• [DIRECTIONS FOR THIS TASK]: Keeping every line intact, repeat the data word for word.

* * * * * * *

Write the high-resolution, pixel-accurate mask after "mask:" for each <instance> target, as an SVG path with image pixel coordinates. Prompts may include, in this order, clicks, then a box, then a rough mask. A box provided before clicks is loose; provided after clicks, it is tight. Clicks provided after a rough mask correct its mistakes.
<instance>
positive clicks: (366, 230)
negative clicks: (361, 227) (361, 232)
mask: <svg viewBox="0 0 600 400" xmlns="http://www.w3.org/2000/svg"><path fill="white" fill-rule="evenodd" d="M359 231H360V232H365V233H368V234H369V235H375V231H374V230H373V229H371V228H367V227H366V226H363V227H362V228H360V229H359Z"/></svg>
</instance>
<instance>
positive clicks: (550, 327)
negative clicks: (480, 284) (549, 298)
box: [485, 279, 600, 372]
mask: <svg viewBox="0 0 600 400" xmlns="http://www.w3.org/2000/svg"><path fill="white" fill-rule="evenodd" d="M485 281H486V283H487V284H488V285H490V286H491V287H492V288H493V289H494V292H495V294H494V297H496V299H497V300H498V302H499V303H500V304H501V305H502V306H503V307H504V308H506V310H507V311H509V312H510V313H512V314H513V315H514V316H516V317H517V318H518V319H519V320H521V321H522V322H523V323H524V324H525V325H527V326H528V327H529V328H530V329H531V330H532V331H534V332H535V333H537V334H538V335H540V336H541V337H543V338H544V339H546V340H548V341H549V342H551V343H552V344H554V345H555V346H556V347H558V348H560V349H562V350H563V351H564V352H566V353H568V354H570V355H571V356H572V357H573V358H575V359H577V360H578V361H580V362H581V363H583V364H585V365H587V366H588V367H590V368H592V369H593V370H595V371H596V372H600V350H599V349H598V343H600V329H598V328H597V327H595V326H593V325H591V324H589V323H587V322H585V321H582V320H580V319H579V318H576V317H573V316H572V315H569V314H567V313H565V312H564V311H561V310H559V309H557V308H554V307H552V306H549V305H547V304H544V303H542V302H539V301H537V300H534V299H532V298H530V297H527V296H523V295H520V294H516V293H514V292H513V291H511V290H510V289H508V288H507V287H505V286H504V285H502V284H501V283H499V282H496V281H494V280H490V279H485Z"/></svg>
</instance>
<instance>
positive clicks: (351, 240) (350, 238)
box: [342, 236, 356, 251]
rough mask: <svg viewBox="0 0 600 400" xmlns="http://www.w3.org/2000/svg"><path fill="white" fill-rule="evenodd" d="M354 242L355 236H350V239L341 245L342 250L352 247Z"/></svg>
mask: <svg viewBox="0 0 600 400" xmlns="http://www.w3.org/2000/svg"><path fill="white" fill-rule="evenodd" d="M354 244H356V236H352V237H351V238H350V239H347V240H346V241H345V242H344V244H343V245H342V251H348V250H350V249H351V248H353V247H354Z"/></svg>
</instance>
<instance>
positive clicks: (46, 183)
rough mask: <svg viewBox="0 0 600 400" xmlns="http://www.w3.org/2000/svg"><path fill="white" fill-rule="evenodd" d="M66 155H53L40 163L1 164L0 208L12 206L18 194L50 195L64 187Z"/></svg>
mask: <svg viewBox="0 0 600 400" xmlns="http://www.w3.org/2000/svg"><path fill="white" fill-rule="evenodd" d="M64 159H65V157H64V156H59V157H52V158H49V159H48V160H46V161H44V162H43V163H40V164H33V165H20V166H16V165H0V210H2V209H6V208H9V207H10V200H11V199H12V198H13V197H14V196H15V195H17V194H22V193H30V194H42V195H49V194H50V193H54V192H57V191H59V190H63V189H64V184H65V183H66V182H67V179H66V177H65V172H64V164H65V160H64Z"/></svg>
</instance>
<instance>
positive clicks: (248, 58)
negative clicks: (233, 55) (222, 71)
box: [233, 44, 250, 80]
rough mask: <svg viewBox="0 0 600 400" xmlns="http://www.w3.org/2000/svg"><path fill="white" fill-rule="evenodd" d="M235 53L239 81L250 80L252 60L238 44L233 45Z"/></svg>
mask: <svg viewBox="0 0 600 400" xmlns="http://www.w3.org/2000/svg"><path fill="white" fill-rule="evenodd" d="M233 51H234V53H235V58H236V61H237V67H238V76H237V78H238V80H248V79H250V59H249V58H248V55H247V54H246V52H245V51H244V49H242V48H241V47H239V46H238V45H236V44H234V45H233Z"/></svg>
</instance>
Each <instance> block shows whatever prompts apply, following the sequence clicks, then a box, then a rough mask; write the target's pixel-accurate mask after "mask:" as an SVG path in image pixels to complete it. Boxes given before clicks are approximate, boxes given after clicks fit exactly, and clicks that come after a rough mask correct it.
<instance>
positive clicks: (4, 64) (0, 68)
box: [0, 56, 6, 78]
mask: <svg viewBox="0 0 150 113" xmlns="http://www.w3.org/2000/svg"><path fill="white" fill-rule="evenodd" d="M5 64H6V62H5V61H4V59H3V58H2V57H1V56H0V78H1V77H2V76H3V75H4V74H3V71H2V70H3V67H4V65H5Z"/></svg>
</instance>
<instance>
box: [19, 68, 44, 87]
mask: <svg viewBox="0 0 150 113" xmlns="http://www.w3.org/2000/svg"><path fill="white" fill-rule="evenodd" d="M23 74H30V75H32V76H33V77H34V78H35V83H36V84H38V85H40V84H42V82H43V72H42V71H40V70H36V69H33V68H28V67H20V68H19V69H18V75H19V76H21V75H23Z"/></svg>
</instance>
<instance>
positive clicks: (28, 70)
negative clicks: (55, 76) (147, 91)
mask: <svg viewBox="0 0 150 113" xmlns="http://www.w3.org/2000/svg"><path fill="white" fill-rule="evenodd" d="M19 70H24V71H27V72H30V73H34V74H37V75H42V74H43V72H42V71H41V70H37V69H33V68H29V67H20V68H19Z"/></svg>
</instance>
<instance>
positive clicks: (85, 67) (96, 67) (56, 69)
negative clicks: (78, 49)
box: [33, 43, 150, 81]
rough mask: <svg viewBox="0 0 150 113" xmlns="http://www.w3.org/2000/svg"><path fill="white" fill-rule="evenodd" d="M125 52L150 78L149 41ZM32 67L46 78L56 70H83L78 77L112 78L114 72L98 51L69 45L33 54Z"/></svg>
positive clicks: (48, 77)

* * * * * * *

• [SOLUTION BELOW]:
Write the high-resolution, pixel-accurate mask after "mask:" for each <instance> target, as an SVG path with image pixel coordinates. Prompts may include, in this order, clicks, then a box, then a rough mask. A box provided before clicks is loose; provided after clicks, it is tight. Clicks provided after a rough mask correct its mistakes.
<instance>
positive clicks: (366, 230)
negative clicks: (361, 227) (361, 232)
mask: <svg viewBox="0 0 600 400" xmlns="http://www.w3.org/2000/svg"><path fill="white" fill-rule="evenodd" d="M359 231H360V232H365V233H368V234H369V235H375V231H374V230H373V229H371V228H367V227H366V226H363V227H362V228H360V229H359Z"/></svg>
</instance>
<instance>
positive clicks: (550, 327)
negative clicks: (480, 284) (549, 298)
box: [485, 279, 600, 372]
mask: <svg viewBox="0 0 600 400" xmlns="http://www.w3.org/2000/svg"><path fill="white" fill-rule="evenodd" d="M485 281H486V283H487V284H488V285H490V286H491V287H492V288H493V289H494V292H495V294H494V297H496V299H497V300H498V302H499V303H500V304H501V305H502V306H503V307H504V308H506V310H507V311H509V312H510V313H512V314H513V315H514V316H516V317H517V318H518V319H519V320H521V321H522V322H523V323H524V324H525V325H527V326H528V327H529V328H530V329H531V330H532V331H534V332H535V333H537V334H538V335H540V336H541V337H543V338H544V339H546V340H548V341H549V342H551V343H552V344H554V345H555V346H556V347H558V348H560V349H562V350H563V351H564V352H566V353H568V354H570V355H571V356H572V357H573V358H575V359H577V360H578V361H580V362H581V363H583V364H585V365H587V366H588V367H590V368H592V369H593V370H595V371H596V372H600V350H599V349H598V343H600V329H598V328H597V327H595V326H593V325H591V324H589V323H587V322H585V321H582V320H580V319H579V318H576V317H573V316H572V315H569V314H567V313H565V312H564V311H561V310H559V309H557V308H554V307H552V306H549V305H547V304H544V303H542V302H539V301H537V300H534V299H532V298H530V297H527V296H523V295H520V294H516V293H514V292H513V291H511V290H510V289H508V288H507V287H505V286H504V285H502V284H501V283H499V282H496V281H494V280H490V279H485Z"/></svg>
</instance>
<instance>
positive clicks: (351, 240) (350, 238)
box: [342, 236, 356, 251]
rough mask: <svg viewBox="0 0 600 400" xmlns="http://www.w3.org/2000/svg"><path fill="white" fill-rule="evenodd" d="M354 242L355 236H350V239L341 245L342 250L352 247Z"/></svg>
mask: <svg viewBox="0 0 600 400" xmlns="http://www.w3.org/2000/svg"><path fill="white" fill-rule="evenodd" d="M354 244H356V236H352V237H351V238H350V239H347V240H346V241H345V242H344V244H343V245H342V251H348V250H350V249H351V248H353V247H354Z"/></svg>
</instance>
<instance>
positive clicks: (46, 183)
rough mask: <svg viewBox="0 0 600 400" xmlns="http://www.w3.org/2000/svg"><path fill="white" fill-rule="evenodd" d="M66 155H53L40 163L1 164L0 208L12 206L18 194L50 195L64 187Z"/></svg>
mask: <svg viewBox="0 0 600 400" xmlns="http://www.w3.org/2000/svg"><path fill="white" fill-rule="evenodd" d="M64 159H65V157H64V156H59V157H52V158H49V159H48V160H46V161H44V162H43V163H40V164H33V165H20V166H16V165H0V210H2V209H6V208H9V207H10V200H11V199H12V198H13V197H14V196H15V195H17V194H22V193H30V194H42V195H49V194H50V193H54V192H57V191H59V190H63V189H64V184H65V183H66V182H67V179H66V177H65V172H64V164H65V160H64Z"/></svg>
</instance>
<instance>
positive clicks: (248, 58)
negative clicks: (233, 55) (222, 71)
box: [233, 44, 250, 80]
rough mask: <svg viewBox="0 0 600 400" xmlns="http://www.w3.org/2000/svg"><path fill="white" fill-rule="evenodd" d="M235 53L239 81L250 80L252 60L238 44L233 45Z"/></svg>
mask: <svg viewBox="0 0 600 400" xmlns="http://www.w3.org/2000/svg"><path fill="white" fill-rule="evenodd" d="M233 51H234V53H235V58H236V61H237V67H238V76H237V78H238V80H248V79H250V59H249V58H248V55H247V54H246V52H245V51H244V49H242V48H241V47H239V46H238V45H236V44H234V45H233Z"/></svg>
</instance>
Each <instance> block shows whatever prompts apply, following the sequence clicks, then a box, then a rough mask; write the target's pixel-accurate mask after "mask:" as an SVG path in image pixels to complete it. Boxes given before clicks are approximate, boxes given after clicks fit exactly, and clicks that come after a rough mask correct it.
<instance>
positive clicks: (4, 64) (0, 68)
box: [0, 56, 6, 78]
mask: <svg viewBox="0 0 150 113" xmlns="http://www.w3.org/2000/svg"><path fill="white" fill-rule="evenodd" d="M5 64H6V62H5V61H4V59H3V58H2V57H1V56H0V78H1V77H2V76H3V75H4V74H3V71H2V70H3V67H4V65H5Z"/></svg>
</instance>
<instance>
box: [19, 68, 44, 87]
mask: <svg viewBox="0 0 150 113" xmlns="http://www.w3.org/2000/svg"><path fill="white" fill-rule="evenodd" d="M23 74H30V75H32V76H33V77H34V78H35V83H36V84H38V85H40V84H42V82H43V72H42V71H40V70H36V69H33V68H28V67H20V68H19V69H18V75H19V76H21V75H23Z"/></svg>
</instance>
<instance>
positive clicks: (28, 70)
negative clicks: (55, 76) (147, 91)
mask: <svg viewBox="0 0 150 113" xmlns="http://www.w3.org/2000/svg"><path fill="white" fill-rule="evenodd" d="M19 70H24V71H27V72H30V73H34V74H37V75H42V74H43V72H42V71H41V70H37V69H33V68H29V67H20V68H19Z"/></svg>
</instance>
<instance>
positive clicks: (85, 67) (96, 67) (56, 69)
negative clicks: (78, 49)
box: [33, 43, 150, 81]
rough mask: <svg viewBox="0 0 150 113" xmlns="http://www.w3.org/2000/svg"><path fill="white" fill-rule="evenodd" d="M125 52L150 78L149 41ZM32 67L46 78L56 70H83L78 77L112 78L114 72L98 51L69 45L33 54Z"/></svg>
positive clicks: (48, 77)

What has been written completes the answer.